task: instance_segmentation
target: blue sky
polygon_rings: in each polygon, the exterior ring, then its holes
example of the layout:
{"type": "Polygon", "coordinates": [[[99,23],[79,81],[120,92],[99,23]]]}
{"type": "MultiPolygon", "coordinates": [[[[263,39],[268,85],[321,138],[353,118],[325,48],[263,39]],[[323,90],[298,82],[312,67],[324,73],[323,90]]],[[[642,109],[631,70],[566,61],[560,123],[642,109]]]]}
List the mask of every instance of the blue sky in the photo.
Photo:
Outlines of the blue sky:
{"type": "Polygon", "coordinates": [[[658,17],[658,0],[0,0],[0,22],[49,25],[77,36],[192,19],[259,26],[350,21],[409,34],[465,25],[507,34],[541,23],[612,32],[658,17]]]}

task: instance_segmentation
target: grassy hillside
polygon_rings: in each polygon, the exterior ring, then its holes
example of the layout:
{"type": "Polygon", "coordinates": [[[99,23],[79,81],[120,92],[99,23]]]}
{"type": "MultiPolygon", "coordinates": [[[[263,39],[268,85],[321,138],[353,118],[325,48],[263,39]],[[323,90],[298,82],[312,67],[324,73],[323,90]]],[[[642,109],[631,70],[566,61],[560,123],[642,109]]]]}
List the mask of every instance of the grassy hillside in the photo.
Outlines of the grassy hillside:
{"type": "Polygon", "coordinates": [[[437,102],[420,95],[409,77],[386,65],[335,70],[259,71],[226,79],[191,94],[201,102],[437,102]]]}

------

TASK GOAL |
Count the lines in the listing above that contain the word "every", and give only that number.

CORRECT RESULT |
2